■ Work instruction 1:
Echo the Solarstrom article word for word, starting at "S.A.G. Solarstrom AG, a" and continuing up to and including "modules more expensive.".
■ Work instruction 2:
Answer these questions from the Solarstrom article:
(a) In which city is Solarstrom based?
(b) What provisional duty rate did the European Commission set on photovoltaic products from the Chinese manufacturers?
(c) What function do inverters perform?

■ Page text:

S.A.G. Solarstrom AG, a German developer of solar-power plants, may buy inverters in China to offset falling margins from European anti-dumping duties that have made Chinese cells and modules more expensive.
Solarstrom, which has sourced its inverters in Europe from producers including SMA Solar Technology AG (S92), is looking at alternative suppliers including China’s Sungrow Power Supply Co. (300274), Chief Executive Officer Karl Kuhlmann said today in a phone interview. The Freiburg-based company may also purchase modules in India and Korea, he said, adding that he expects a “revival” for thin-film panels.
“The German modules are too expensive and their quality doesn’t justify the higher price,” Kuhlmann said. “We’re in the process of making arrangements to our entire cost structure so that we can offset moderate price increases.”
The European Commission set provisional duties of 11.8 percent on photovoltaic products from more than 100 Chinese manufacturers on June 4, an initial rate that’s set to increase more than fivefold in August should negotiations with China fail. The duties will cause uncertainty in the markets for two months and close access to some of them, Trina Solar Ltd. (TSL) said last week.
Those tariffs “are not the right step,” as they raise project prices and the cost of solar power for developers and consumers, Kuhlmann said. He likened them to “shooting an own goal in an empty stadium.”
Inverters, which convert power from solar panels for use in the grid, are not covered by the EU’s trade spat with China, nor are modules from countries such as the U.S., India or Korea.

■ Given data:

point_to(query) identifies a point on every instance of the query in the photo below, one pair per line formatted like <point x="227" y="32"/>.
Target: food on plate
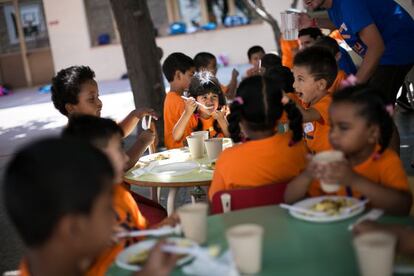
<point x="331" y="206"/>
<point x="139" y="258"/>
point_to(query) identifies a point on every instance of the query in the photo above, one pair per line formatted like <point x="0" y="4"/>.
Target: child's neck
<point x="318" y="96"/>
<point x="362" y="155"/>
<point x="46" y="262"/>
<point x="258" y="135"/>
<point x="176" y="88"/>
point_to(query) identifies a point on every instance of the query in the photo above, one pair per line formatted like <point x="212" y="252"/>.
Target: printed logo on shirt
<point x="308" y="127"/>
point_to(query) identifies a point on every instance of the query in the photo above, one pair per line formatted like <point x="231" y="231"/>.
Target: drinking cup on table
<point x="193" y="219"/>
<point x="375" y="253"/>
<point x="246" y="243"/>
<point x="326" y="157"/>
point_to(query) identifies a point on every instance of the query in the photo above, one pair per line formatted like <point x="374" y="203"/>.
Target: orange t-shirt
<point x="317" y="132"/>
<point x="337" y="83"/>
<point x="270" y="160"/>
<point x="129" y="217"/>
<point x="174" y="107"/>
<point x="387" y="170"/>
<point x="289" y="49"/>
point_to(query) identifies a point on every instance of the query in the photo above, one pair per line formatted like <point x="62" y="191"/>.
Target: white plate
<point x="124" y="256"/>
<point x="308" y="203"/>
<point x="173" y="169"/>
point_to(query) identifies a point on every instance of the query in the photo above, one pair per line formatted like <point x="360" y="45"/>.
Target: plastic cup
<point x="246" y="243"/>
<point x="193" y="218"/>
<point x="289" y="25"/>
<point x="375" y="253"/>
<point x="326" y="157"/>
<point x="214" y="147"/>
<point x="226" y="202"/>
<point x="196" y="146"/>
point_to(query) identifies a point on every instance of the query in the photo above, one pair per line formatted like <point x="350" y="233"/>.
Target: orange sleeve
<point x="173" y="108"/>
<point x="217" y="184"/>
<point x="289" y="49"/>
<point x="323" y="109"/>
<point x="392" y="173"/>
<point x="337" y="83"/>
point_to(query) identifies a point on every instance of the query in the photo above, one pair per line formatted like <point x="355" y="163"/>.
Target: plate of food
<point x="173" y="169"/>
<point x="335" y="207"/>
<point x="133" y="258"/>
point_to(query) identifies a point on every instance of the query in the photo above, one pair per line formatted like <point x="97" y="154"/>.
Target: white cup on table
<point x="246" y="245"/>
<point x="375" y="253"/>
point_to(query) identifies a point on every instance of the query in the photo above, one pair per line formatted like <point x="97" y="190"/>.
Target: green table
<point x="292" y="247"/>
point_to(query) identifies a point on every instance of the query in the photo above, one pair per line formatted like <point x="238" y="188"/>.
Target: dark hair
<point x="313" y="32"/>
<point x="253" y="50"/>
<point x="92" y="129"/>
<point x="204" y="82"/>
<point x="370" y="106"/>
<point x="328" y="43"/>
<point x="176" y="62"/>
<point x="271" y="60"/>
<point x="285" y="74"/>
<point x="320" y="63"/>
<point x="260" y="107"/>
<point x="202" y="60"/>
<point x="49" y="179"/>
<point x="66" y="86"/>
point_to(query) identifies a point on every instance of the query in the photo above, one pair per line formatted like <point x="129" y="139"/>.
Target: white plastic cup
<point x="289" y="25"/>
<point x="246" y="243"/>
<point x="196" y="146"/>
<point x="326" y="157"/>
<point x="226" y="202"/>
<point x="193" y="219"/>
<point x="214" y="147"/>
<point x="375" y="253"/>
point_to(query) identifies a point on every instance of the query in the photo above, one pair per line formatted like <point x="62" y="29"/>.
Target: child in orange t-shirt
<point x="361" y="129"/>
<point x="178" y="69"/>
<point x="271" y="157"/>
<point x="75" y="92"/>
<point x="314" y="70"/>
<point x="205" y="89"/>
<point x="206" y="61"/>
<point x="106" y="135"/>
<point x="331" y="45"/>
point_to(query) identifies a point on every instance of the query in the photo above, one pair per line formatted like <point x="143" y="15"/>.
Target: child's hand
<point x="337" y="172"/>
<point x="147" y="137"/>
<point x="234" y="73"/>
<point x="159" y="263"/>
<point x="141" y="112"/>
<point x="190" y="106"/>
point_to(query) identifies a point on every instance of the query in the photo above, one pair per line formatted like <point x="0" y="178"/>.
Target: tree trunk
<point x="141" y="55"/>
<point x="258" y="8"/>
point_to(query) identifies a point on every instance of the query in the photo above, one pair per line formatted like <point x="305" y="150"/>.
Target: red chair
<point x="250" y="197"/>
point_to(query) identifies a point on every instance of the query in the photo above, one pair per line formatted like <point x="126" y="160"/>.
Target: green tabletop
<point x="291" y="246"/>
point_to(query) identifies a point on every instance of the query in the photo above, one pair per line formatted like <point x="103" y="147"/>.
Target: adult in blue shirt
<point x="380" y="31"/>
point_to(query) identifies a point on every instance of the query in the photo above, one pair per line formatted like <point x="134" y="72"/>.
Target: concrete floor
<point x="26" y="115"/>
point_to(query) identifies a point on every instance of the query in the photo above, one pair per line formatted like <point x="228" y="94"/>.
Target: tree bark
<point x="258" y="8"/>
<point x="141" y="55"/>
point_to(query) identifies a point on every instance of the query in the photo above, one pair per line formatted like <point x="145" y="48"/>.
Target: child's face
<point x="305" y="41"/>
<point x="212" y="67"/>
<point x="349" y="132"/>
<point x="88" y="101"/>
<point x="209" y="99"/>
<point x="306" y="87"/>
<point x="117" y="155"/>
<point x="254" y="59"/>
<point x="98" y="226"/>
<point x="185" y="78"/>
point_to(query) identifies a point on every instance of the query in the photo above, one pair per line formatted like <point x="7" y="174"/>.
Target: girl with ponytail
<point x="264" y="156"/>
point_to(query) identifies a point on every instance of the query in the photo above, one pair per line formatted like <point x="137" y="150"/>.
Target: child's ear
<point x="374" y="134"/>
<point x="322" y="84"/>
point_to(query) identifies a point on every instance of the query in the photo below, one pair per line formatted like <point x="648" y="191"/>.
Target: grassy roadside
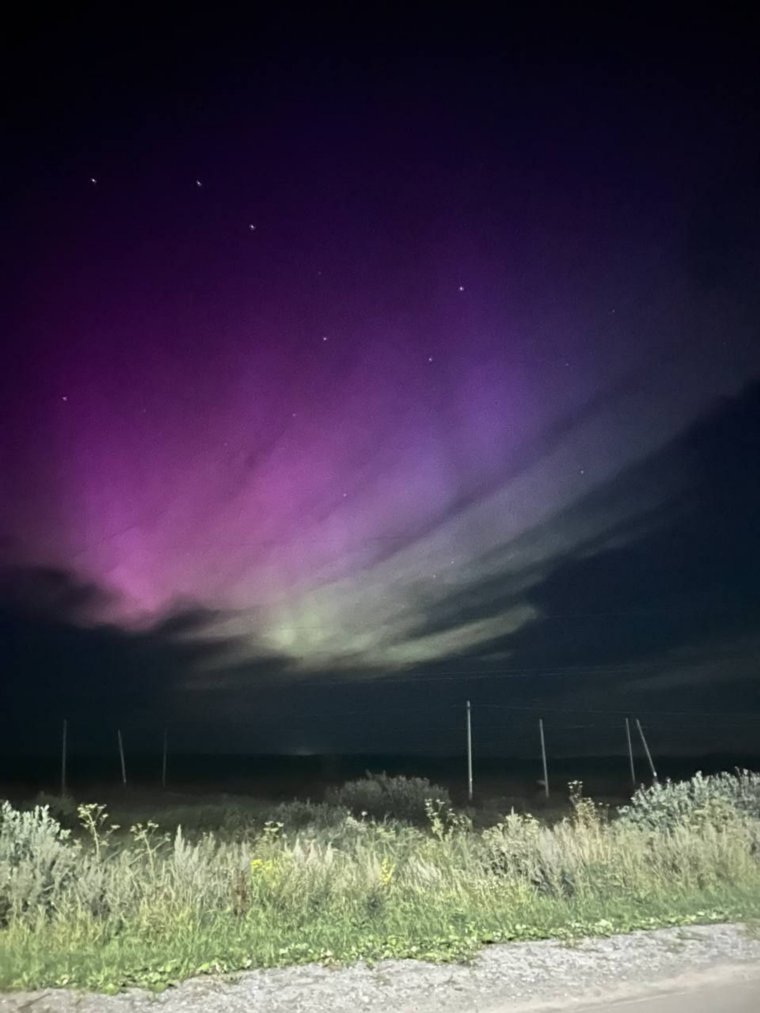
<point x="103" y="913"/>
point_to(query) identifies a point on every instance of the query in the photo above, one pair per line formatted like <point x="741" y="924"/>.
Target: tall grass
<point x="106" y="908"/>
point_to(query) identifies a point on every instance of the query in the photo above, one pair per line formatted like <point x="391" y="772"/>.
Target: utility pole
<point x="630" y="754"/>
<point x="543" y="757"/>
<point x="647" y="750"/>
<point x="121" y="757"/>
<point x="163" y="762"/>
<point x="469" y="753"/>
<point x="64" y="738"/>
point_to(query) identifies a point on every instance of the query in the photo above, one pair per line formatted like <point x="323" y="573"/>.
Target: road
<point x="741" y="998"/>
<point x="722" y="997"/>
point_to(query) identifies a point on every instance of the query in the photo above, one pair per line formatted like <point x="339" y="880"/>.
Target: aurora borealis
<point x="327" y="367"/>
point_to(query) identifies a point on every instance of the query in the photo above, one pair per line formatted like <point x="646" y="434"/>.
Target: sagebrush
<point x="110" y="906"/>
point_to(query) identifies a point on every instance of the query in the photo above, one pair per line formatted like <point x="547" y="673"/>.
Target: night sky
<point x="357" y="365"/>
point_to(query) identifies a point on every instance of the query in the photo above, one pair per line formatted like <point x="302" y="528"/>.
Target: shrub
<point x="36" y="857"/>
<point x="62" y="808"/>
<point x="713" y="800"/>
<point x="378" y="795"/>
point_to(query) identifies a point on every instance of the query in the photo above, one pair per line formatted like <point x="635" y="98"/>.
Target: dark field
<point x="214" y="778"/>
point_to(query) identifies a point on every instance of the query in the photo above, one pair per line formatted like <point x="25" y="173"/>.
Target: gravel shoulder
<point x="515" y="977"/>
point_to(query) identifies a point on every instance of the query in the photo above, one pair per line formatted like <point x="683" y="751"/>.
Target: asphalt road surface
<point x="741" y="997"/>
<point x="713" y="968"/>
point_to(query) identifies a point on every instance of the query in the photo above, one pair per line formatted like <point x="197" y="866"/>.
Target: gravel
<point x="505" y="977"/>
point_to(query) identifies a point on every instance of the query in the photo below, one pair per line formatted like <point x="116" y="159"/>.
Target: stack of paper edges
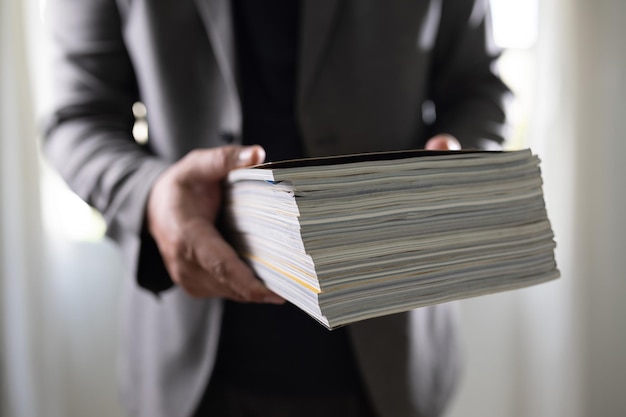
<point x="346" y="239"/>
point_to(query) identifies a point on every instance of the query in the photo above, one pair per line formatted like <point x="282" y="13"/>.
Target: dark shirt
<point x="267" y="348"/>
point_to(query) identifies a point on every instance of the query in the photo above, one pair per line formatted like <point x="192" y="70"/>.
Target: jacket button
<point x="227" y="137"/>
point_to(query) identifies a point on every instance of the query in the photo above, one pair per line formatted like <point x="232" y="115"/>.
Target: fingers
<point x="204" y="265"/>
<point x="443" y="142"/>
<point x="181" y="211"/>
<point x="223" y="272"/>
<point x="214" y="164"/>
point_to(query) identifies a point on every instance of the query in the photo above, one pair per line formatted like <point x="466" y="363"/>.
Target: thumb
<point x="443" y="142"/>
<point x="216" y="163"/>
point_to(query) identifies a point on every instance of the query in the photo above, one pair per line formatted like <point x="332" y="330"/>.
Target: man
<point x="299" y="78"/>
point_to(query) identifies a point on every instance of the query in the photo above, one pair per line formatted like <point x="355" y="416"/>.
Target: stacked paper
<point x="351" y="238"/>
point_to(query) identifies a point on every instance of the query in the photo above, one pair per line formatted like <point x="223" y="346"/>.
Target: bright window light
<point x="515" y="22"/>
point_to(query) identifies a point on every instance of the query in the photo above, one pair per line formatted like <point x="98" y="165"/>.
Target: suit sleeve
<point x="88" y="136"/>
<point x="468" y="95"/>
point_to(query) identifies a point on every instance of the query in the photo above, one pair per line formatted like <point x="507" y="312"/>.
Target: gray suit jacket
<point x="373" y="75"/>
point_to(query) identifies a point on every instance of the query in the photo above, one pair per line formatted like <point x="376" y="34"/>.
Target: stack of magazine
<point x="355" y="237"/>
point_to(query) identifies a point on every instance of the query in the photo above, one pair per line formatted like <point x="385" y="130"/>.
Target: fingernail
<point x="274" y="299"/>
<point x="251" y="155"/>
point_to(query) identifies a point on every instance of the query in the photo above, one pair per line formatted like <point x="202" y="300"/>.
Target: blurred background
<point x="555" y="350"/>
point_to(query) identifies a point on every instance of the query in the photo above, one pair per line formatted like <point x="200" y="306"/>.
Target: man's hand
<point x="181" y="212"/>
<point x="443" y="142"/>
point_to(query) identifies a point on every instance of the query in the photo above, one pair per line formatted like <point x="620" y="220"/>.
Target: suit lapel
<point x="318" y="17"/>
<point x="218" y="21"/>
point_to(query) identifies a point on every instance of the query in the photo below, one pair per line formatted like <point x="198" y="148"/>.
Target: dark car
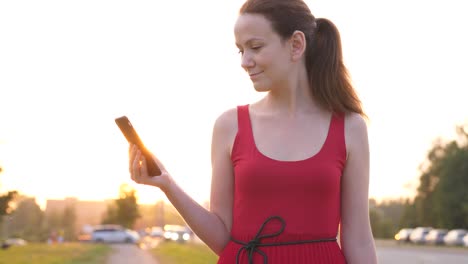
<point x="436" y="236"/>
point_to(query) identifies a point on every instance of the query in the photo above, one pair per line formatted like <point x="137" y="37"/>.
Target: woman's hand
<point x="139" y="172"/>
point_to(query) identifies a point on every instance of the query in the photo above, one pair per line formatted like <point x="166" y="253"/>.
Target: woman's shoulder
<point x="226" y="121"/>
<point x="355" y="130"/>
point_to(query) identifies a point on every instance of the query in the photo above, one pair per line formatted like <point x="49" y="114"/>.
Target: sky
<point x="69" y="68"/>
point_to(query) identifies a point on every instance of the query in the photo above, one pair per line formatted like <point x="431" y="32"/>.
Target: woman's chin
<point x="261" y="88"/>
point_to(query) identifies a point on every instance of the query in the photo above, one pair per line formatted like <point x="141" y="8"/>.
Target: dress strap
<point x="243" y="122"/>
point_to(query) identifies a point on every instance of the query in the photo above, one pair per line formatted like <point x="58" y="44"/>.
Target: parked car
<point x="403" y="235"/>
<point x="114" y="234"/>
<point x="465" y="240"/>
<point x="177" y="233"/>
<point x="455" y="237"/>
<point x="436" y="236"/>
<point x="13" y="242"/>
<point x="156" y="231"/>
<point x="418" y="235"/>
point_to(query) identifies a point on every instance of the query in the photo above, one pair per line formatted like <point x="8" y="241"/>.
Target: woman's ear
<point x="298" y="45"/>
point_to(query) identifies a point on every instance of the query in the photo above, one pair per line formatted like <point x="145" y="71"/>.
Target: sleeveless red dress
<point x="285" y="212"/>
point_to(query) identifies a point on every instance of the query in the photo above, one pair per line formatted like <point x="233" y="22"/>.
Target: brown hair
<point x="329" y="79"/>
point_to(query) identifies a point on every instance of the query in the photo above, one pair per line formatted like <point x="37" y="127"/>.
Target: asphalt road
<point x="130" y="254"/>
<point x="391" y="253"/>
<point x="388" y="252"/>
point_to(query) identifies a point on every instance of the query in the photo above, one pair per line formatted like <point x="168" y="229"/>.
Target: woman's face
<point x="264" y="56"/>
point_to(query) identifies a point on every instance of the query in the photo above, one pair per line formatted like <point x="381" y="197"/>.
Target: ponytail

■ Answer section 1:
S.A.G. Solarstrom AG, a German developer of solar-power plants, may buy inverters in China to offset falling margins from European anti-dumping duties that have made Chinese cells and modules more expensive.

■ Answer section 2:
(a) Freiburg.
(b) 11.8 percent.
(c) They convert power from solar panels for use in the grid.